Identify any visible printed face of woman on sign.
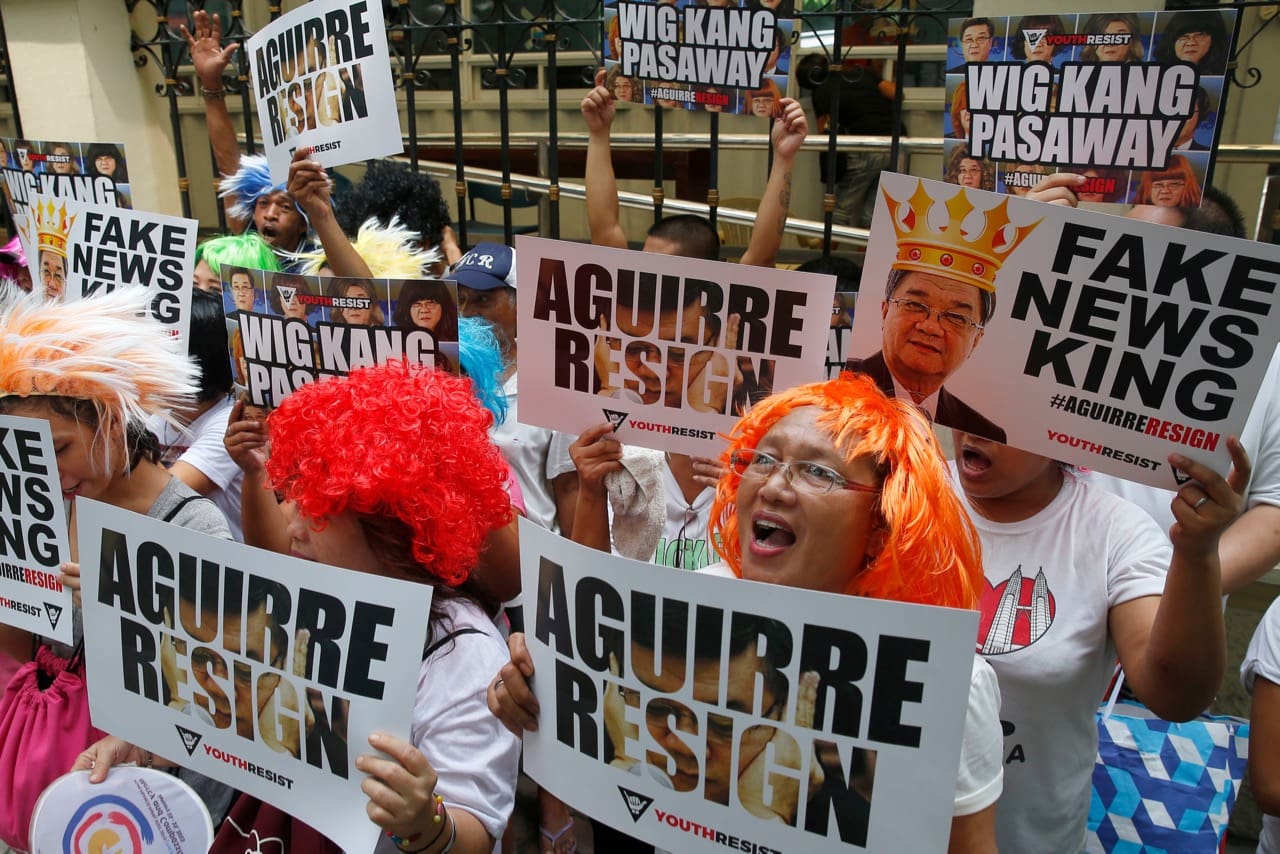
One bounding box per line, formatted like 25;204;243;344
1098;20;1138;63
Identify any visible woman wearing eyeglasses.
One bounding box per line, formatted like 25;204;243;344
1155;9;1228;74
1133;154;1202;207
489;374;1004;851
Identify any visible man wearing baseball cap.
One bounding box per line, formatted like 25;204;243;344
451;243;577;536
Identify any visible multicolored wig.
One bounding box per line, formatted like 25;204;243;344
196;232;280;275
266;361;511;586
458;318;507;424
334;160;451;250
218;154;311;228
292;216;442;279
0;234;31;289
710;373;983;608
0;288;198;466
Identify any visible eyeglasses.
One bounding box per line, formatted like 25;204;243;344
728;449;881;495
886;298;983;333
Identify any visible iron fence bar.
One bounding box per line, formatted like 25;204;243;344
543;20;559;238
655;104;667;225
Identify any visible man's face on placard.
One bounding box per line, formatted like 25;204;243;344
631;644;786;804
618;300;712;407
960;24;992;63
178;599;284;739
232;273;253;311
881;273;983;399
956;157;982;189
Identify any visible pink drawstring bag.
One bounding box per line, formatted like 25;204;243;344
0;641;106;851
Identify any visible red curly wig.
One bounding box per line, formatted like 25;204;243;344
266;361;511;586
710;373;983;608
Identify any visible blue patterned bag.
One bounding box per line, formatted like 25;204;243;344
1085;702;1249;854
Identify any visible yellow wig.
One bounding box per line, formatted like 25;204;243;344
710;373;983;608
294;216;440;279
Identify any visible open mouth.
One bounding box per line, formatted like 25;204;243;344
751;516;796;554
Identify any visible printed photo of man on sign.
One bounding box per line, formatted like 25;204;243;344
849;173;1280;489
943;10;1236;207
600;0;795;117
847;184;1036;442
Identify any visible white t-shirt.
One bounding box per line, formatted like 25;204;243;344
1088;348;1280;534
1240;599;1280;854
150;397;244;543
698;561;1003;819
653;462;717;570
952;463;1172;851
375;599;520;854
490;374;577;535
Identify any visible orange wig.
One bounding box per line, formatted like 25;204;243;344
710;373;983;608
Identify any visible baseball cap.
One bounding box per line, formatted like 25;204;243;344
452;243;516;291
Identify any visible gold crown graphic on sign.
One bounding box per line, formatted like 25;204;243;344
881;183;1041;291
31;201;76;257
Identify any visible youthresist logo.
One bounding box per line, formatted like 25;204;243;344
173;723;205;757
618;786;653;822
1023;27;1048;50
600;410;630;430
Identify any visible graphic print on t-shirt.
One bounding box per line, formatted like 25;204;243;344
978;565;1057;656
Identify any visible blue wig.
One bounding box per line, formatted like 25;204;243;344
458;318;507;424
218;154;311;228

WHAT IS ASKED ▸ Return every line of the listing that contains the word "graphic".

EXERCISE SOLUTION ▸
Identify any visible gold crown graphic on sign.
Identify any visible graphic print on t-shirt.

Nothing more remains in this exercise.